• [Work required]
Repeat every entry word for word, but leave the images out of your copy.

• [Working data]

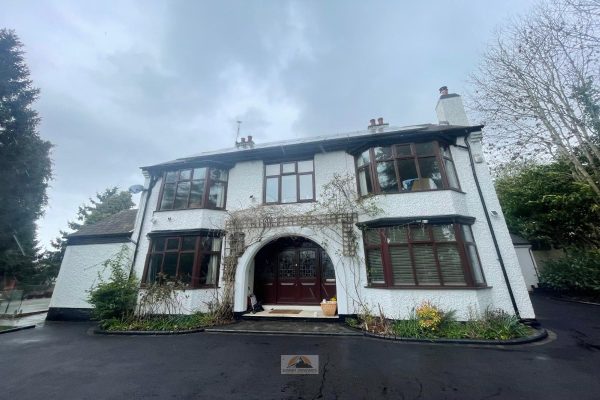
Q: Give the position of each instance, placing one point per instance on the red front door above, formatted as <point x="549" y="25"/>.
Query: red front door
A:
<point x="298" y="274"/>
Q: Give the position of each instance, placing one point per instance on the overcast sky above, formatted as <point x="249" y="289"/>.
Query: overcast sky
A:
<point x="131" y="83"/>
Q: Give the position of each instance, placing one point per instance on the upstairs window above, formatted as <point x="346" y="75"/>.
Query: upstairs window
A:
<point x="194" y="188"/>
<point x="423" y="255"/>
<point x="289" y="182"/>
<point x="405" y="168"/>
<point x="183" y="261"/>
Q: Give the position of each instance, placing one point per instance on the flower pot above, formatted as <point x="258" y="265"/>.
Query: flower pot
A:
<point x="329" y="308"/>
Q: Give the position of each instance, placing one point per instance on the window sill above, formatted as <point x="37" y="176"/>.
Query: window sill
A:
<point x="287" y="204"/>
<point x="429" y="287"/>
<point x="187" y="209"/>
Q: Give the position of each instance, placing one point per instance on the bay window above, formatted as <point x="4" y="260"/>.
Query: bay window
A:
<point x="289" y="182"/>
<point x="201" y="187"/>
<point x="183" y="261"/>
<point x="406" y="167"/>
<point x="422" y="255"/>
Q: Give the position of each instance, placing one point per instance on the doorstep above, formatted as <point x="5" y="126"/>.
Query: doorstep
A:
<point x="291" y="312"/>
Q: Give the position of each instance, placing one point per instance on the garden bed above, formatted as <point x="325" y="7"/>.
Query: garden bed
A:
<point x="429" y="323"/>
<point x="156" y="325"/>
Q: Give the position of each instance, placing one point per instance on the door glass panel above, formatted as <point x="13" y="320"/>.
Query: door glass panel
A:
<point x="308" y="264"/>
<point x="306" y="187"/>
<point x="327" y="265"/>
<point x="288" y="189"/>
<point x="286" y="265"/>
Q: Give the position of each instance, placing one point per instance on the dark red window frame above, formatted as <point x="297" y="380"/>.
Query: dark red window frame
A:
<point x="279" y="176"/>
<point x="376" y="240"/>
<point x="161" y="246"/>
<point x="370" y="160"/>
<point x="181" y="179"/>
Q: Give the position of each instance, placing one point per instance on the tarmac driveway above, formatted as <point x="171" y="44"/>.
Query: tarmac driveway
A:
<point x="63" y="361"/>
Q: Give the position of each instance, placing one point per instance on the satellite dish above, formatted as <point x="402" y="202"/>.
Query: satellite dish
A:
<point x="136" y="189"/>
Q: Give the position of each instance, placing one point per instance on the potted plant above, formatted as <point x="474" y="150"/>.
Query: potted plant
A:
<point x="329" y="307"/>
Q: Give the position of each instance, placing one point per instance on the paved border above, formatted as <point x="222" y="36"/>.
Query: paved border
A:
<point x="16" y="329"/>
<point x="270" y="332"/>
<point x="99" y="331"/>
<point x="540" y="335"/>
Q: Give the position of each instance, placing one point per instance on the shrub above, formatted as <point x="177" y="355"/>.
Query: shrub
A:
<point x="578" y="271"/>
<point x="429" y="316"/>
<point x="115" y="299"/>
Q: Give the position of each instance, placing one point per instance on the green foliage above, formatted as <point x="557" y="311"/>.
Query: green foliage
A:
<point x="115" y="299"/>
<point x="25" y="165"/>
<point x="578" y="272"/>
<point x="430" y="322"/>
<point x="161" y="323"/>
<point x="545" y="203"/>
<point x="107" y="203"/>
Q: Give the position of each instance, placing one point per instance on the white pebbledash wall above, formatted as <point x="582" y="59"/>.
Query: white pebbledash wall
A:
<point x="81" y="267"/>
<point x="245" y="188"/>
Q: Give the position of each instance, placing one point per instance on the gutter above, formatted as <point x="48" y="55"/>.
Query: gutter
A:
<point x="490" y="226"/>
<point x="153" y="180"/>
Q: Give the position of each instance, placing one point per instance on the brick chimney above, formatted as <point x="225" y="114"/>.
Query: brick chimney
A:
<point x="450" y="109"/>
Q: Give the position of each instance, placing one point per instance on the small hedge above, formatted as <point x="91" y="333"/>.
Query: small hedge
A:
<point x="576" y="273"/>
<point x="428" y="321"/>
<point x="160" y="323"/>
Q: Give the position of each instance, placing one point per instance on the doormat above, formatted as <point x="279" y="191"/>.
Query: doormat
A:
<point x="285" y="311"/>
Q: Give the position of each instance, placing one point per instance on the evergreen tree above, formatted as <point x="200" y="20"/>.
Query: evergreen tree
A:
<point x="25" y="165"/>
<point x="107" y="203"/>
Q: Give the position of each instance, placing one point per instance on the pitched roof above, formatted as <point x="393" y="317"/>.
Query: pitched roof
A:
<point x="516" y="239"/>
<point x="119" y="224"/>
<point x="348" y="141"/>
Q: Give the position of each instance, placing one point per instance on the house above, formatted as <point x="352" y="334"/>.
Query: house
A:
<point x="527" y="262"/>
<point x="282" y="220"/>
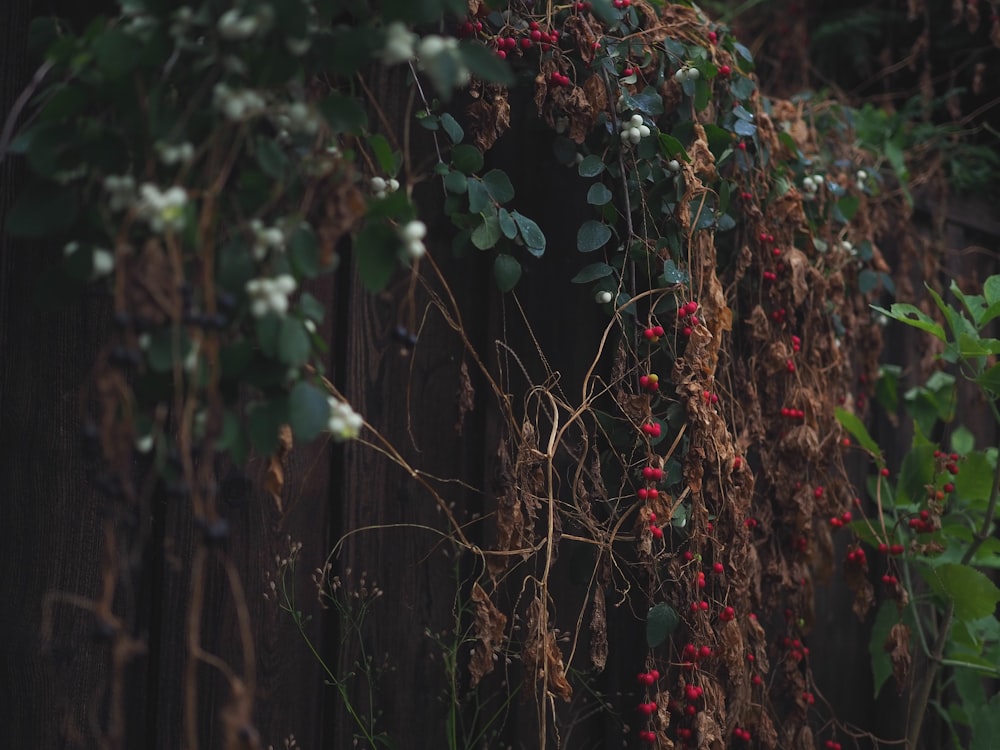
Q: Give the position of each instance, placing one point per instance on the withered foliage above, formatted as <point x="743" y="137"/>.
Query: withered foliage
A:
<point x="543" y="661"/>
<point x="489" y="626"/>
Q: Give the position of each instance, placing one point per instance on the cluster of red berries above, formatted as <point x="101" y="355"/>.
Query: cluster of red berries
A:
<point x="838" y="521"/>
<point x="655" y="530"/>
<point x="686" y="317"/>
<point x="648" y="678"/>
<point x="647" y="709"/>
<point x="923" y="524"/>
<point x="857" y="557"/>
<point x="653" y="334"/>
<point x="950" y="460"/>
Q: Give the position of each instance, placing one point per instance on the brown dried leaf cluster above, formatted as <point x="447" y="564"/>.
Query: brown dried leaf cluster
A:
<point x="489" y="625"/>
<point x="543" y="661"/>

• [Complete output]
Q: Give the position of each instance, placing one point per instance on the red front door above, formatted as <point x="549" y="25"/>.
Query: red front door
A:
<point x="298" y="274"/>
Q: Give the position of each instance, placing one point per instance on the overcast sky above, formatted as <point x="249" y="289"/>.
Query: overcast sky
A:
<point x="131" y="83"/>
Q: Give the position of each instance, placing one point per instance on the upstairs window above, formatted as <point x="346" y="75"/>.
Query: upstairs window
A:
<point x="194" y="188"/>
<point x="423" y="255"/>
<point x="289" y="182"/>
<point x="405" y="168"/>
<point x="183" y="261"/>
Q: Give the position of each instance, placing one point per instance on the flower pot above, formatted as <point x="258" y="265"/>.
Query: flower pot
A:
<point x="329" y="308"/>
Q: Give the position of each instance, placing one point per instance on the window sill above, formatted as <point x="37" y="176"/>.
Query: window sill
A:
<point x="287" y="204"/>
<point x="429" y="287"/>
<point x="187" y="209"/>
Q: Give the position of each instance, placing one point per instance on the bay window above, formatted as <point x="4" y="260"/>.
Query: bay window
A:
<point x="289" y="182"/>
<point x="201" y="187"/>
<point x="183" y="261"/>
<point x="406" y="167"/>
<point x="422" y="255"/>
Q: Give the position of each instance, placing one point per instance on the doorstep above, formatted as <point x="5" y="126"/>.
Query: doorstep
A:
<point x="291" y="312"/>
Q: Give the position of each instance, placing one point per instance on the garden bed above, formatted as <point x="325" y="7"/>.
Query: garden bed
A:
<point x="429" y="323"/>
<point x="156" y="325"/>
Q: Give the position of each instance, placing one point per instance on the door glass panel above, formatted as <point x="13" y="320"/>.
Query: door glass panel
A:
<point x="308" y="264"/>
<point x="306" y="187"/>
<point x="327" y="265"/>
<point x="288" y="189"/>
<point x="286" y="265"/>
Q: Give the position of each instance, placing one point per instance on the dark red window frame above, formatted as <point x="297" y="380"/>.
Query: dark red window frame
A:
<point x="279" y="176"/>
<point x="376" y="240"/>
<point x="161" y="246"/>
<point x="370" y="160"/>
<point x="181" y="179"/>
Q: Give the position of each instance, placing one point per instance on the tarmac driveway above, formatted as <point x="171" y="44"/>.
Query: tarmac driveway
A:
<point x="63" y="361"/>
Q: Give the position of each instance, placing one point per instance on the satellite dish above, formatted as <point x="402" y="202"/>.
Query: satellite dish
A:
<point x="136" y="189"/>
Q: Give the position of each instance, placing one point per instance on the potted plant above, formatted as <point x="474" y="150"/>.
Query: potted plant
A:
<point x="329" y="307"/>
Q: Give the position of each instance, placing one point per instance on the paved border above, formatted as <point x="222" y="36"/>.
Query: paved border
A:
<point x="16" y="329"/>
<point x="270" y="332"/>
<point x="99" y="331"/>
<point x="540" y="335"/>
Q: Give the position of each instance, placing one point per instance on the shrub above, formatted as <point x="177" y="355"/>.
Query: shrub
A:
<point x="578" y="271"/>
<point x="429" y="316"/>
<point x="115" y="299"/>
Q: Give the position of each instance, placing one point per instance on the green foliage above, formatted as <point x="557" y="311"/>.
Query: green foliage
A:
<point x="115" y="299"/>
<point x="25" y="165"/>
<point x="578" y="272"/>
<point x="430" y="322"/>
<point x="161" y="323"/>
<point x="545" y="203"/>
<point x="107" y="203"/>
Q: Give the position of each instance, placing one point per instance on the white pebbledash wall above, formatted as <point x="582" y="59"/>.
Query: white pebbledash wall
A:
<point x="81" y="267"/>
<point x="245" y="188"/>
Q: Give the position of each instance, placing one point per instance on the gutter above, formatted as <point x="48" y="55"/>.
Query: gutter
A:
<point x="490" y="226"/>
<point x="153" y="180"/>
Q: Give the position of each instance, placing one point per instance on the brick chimney above, formatted as <point x="225" y="114"/>.
Query: brick chimney
A:
<point x="450" y="109"/>
Q: Give the position of each instance, placing one point per instance on the small hedge above, formatted as <point x="91" y="333"/>.
Query: small hedge
A:
<point x="576" y="273"/>
<point x="428" y="321"/>
<point x="160" y="323"/>
Q: Give the position of each instance, placing one point per instance on the doormat above, formatted as <point x="279" y="191"/>.
Query: doormat
A:
<point x="285" y="311"/>
Q: Give the position of each instance, placing one point per instance on the evergreen tree above, formatted as <point x="200" y="20"/>.
Query: evergreen tree
A:
<point x="25" y="165"/>
<point x="107" y="203"/>
Q: Give the position of each instance, placing one point per instance on the pitched roof above, formatted as <point x="393" y="317"/>.
Query: pitched roof
A:
<point x="516" y="239"/>
<point x="119" y="224"/>
<point x="348" y="141"/>
Q: Give the position of each instance, placing one point per instance on the house above, formatted as <point x="352" y="334"/>.
Query: house
A:
<point x="527" y="262"/>
<point x="282" y="220"/>
Q: Give the position of each instance, placing one point per instance on the withered foliage above, formatted as <point x="743" y="137"/>.
Query: withered foliage
A:
<point x="543" y="661"/>
<point x="489" y="626"/>
Q: Give the position of each instance, placing one point per instance on the cluster of red berries above, formatted as <point x="101" y="355"/>.
Query: cluster of red berries
A:
<point x="838" y="521"/>
<point x="655" y="530"/>
<point x="686" y="317"/>
<point x="648" y="678"/>
<point x="647" y="709"/>
<point x="923" y="524"/>
<point x="857" y="557"/>
<point x="653" y="334"/>
<point x="950" y="460"/>
Q: Give the position of each instance, placing one point per instance on the brown dried leaf cluster above, formatted as <point x="447" y="564"/>.
Query: brown dried leaf cluster
A:
<point x="489" y="625"/>
<point x="543" y="661"/>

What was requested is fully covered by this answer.